## What is being asked
Only the lines from the one containing "the flower stem" through the final line of the material below should be output, exactly as they stand.

## Supplied information
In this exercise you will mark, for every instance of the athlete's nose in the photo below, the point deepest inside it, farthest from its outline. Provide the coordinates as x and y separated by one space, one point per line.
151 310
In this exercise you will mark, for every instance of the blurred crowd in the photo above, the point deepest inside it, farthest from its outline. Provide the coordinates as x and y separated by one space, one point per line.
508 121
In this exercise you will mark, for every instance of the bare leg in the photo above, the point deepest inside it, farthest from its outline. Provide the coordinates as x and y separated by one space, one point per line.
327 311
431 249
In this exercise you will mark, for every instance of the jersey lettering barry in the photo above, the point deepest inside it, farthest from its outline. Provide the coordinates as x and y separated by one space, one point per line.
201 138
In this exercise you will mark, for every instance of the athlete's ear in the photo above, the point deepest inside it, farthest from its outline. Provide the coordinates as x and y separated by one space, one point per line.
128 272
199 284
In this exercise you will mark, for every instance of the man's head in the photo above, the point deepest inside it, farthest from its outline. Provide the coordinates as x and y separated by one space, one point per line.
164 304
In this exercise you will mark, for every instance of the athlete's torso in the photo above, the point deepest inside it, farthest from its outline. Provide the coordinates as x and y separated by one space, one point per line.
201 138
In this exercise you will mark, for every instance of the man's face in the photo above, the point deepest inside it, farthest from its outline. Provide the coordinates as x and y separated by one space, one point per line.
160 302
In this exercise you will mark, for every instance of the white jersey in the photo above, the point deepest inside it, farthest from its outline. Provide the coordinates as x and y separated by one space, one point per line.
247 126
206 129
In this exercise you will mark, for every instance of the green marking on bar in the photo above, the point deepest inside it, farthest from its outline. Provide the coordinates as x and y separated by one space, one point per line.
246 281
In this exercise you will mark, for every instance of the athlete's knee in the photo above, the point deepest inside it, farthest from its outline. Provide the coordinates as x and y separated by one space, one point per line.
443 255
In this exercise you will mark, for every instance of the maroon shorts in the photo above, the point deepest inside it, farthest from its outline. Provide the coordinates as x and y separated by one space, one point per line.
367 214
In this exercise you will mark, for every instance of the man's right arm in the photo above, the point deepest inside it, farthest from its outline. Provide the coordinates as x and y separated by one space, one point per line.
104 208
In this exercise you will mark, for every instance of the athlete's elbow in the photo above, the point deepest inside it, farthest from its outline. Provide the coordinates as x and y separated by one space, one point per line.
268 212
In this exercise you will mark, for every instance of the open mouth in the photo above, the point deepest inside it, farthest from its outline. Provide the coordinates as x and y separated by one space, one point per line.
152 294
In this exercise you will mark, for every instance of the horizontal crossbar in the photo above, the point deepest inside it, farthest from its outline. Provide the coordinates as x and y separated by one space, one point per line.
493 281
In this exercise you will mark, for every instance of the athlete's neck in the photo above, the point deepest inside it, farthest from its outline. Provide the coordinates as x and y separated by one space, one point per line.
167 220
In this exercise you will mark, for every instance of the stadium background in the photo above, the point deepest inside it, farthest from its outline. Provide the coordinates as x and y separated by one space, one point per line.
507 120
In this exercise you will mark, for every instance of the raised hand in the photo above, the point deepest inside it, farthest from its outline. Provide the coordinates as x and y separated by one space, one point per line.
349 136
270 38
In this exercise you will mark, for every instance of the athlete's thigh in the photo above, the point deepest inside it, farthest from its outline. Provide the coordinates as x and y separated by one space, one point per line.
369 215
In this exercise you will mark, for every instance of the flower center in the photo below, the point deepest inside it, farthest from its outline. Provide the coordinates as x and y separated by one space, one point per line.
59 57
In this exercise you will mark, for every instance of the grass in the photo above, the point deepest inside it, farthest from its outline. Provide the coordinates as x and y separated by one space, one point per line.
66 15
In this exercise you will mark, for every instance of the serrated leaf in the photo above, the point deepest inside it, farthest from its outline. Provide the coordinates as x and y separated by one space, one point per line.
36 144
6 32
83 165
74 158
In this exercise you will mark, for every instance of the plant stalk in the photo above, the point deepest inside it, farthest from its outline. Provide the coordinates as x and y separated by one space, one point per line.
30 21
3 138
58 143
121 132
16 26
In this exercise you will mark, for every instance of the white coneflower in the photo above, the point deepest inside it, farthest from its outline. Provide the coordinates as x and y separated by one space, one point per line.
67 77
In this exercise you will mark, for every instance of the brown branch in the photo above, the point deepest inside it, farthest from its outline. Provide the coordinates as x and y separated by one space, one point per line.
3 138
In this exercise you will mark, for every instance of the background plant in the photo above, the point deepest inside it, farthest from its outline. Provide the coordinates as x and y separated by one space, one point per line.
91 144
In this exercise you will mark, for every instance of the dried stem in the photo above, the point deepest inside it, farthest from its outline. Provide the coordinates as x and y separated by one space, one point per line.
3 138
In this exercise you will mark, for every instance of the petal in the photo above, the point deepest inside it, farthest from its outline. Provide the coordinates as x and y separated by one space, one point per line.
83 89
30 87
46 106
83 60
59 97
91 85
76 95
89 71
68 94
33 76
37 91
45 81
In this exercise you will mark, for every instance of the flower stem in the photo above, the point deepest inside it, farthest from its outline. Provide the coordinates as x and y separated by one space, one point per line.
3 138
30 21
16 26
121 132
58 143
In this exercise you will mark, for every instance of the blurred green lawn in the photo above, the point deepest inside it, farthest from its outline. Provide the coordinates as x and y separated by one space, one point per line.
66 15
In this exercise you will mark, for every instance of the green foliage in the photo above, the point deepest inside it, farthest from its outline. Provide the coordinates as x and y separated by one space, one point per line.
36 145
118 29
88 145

## Worked solution
In this exercise you will mark, for every instance of the flower stem in the photo above, the point deepest inside it, farthest from its outline. Provide the coordinates as x and y separated by one space, one point per line.
3 138
30 21
16 26
121 132
58 143
In this exercise you will mark, for every instance of the blurred green lawn in the photo above, the point deepest inside it, farthest from its outline. Provide the coordinates as x and y separated by one space, one point per line.
66 15
In this exercise you will mark, for every instance of the green foliage in the photo above, the point deepest inside it, farthest from its outline. Provide the coordinates as x and y separated by one space, one point per line.
36 145
118 29
88 145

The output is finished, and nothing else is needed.